▶ FRAGMENTO PROPORCIONADO
————

El provincialismo no es solo una tendencia literaria. Es ante todo un problema que afecta toda la vida del país, comenzando por sus escuelas y sus periódicos. Hace poco vi la película Las margaritas que habla de dos chicas gloriosamente repulsivas, tan satisfechas con su propia mediocridad deliciosa que destrozan alegremente todo lo que trascienda su propio horizonte. Me pareció que lo que estaba viendo era una parábola muy actual con implicaciones de largo alcance, una parábola sobre el vandalismo. ¿Quiénes son los vándalos de hoy? No es un campesino analfabeto que, en un ataque de ira, incendia la mansión del hacendado odioso. Los vándalos que veo a mi alrededor en estos días son personas adineradas, educadas, satisfechas consigo mismas y que no guardan un rencor particular por algo. El vándalo de hoy es un hombre orgulloso de su mediocridad, muy a gusto consigo mismo y dispuesto a insistir en sus derechos democráticos. En su orgullo y su mediocridad se imagina que uno de sus privilegios inalienables es transformar el mundo a su propia imagen, y dado que las cosas más importantes en este mundo son las innumerables cosas que trascienden su visión, ajusta el mundo a su propia imagen, destruyéndolo. Un joven golpea la cabeza de una estatua en el parque porque la estatua lo insulta con su tamaño sobrehumano, y le da placer hacerlo porque cada acto de autoafirmación le da satisfacción como hombre. Las personas que viven exclusivamente en su propio presente inmediato, sin cultura ni conciencia de continuidad histórica, son muy capaces de convertir su país en un páramo sin historia, sin memoria, sin eco ni belleza.

————

▶ Registros de identificación de ubicación
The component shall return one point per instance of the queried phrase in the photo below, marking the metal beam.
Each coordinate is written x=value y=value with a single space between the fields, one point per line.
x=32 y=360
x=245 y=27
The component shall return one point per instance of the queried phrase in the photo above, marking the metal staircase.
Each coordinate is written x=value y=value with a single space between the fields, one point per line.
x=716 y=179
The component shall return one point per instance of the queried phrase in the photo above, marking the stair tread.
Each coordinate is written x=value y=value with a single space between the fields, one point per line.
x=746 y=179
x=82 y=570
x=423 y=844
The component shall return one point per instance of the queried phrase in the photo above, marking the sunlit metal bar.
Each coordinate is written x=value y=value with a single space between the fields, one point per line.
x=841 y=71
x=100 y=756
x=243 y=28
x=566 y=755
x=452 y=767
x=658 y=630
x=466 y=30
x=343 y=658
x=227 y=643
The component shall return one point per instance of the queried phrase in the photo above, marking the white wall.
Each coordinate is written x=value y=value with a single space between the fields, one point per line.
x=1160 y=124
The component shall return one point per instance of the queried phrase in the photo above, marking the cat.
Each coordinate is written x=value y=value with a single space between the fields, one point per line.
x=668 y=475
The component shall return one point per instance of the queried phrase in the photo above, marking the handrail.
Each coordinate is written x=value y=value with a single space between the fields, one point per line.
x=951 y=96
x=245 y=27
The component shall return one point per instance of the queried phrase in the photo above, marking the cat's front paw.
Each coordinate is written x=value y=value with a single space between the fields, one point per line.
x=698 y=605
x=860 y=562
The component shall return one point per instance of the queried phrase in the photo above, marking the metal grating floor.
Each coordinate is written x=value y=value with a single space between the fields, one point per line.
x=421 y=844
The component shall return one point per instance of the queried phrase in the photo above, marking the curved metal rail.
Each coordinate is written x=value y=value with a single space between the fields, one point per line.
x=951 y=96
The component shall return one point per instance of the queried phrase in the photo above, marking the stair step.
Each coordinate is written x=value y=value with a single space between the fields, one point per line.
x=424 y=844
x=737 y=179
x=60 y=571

————

▶ TAREA ASIGNADA A
Responde estas preguntas sobre el texto acerca del provincialismo:
(i) ¿Cómo se titula la película que se menciona?
(ii) ¿Quién no es, según el texto, el vándalo de hoy?
(iii) ¿Por qué golpea un joven la cabeza de una estatua en el parque?
▶ TAREA ASIGNADA B
Prosigue el texto sobre el provincialismo a partir de su última oración.
Los registros no son necesarios.

▶ RESPUESTA FINAL A
(i) Las margaritas.
(ii) Un campesino analfabeto que, en un ataque de ira, incendia la mansión del hacendado odioso.
(iii) Porque la estatua lo insulta con su tamaño sobrehumano.

▶ RESPUESTA FINAL B
El vandalismo de hoy asume más formas de las que la policía puede perseguir. Si los representantes legales del Estado o los funcionarios competentes, deciden que una estatua, un castillo, una iglesia o un tilo centenario son superfluos y ordenan su eliminación, es otra forma de vandalismo. Básicamente no hay diferencia entre la destrucción legal e ilegal, entre la destrucción y la prohibición. Un diputado checo solicitó recientemente en el Parlamento, en nombre de otros veintiún diputados, la prohibición de dos películas checas serias e inteligentes. Una de ellas, irónicamente, fue esa parábola de los vándalos, Las margaritas. Vituperó brutalmente ambas películas, mientras se jactaba insistentemente de que no las entendía. Lo contradictorio de tal actitud es solo superficial. Las dos obras constituían una ofensa esencial al trascender los horizontes humanos de sus jueces, al punto de que se sintieran insultados por ellas. (Aplausos.)

En una carta a Helvetius, Voltaire tiene la maravillosa frase: no estoy de acuerdo con lo que estás diciendo, pero lucharé hasta la muerte por tu derecho a decirlo. Esta es una forma de exponer el principio moral básico de la civilización moderna. Retroceder en la historia más allá de este principio es retroceder desde la Modernidad hacia la Edad Media. Toda supresión de opiniones, incluida la supresión forzada de opiniones equivocadas, es hostil a la verdad. Porque la verdad solo puede alcanzarse mediante un diálogo de opiniones libres que gocen de igualdad de derechos. Cualquier interferencia con la libertad de pensamiento y palabra, por discreto que sea el procedimiento y la terminología de tal censura, es un escándalo en este siglo, una cadena que enreda las extremidades de nuestra literatura nacional mientras trata de avanzar.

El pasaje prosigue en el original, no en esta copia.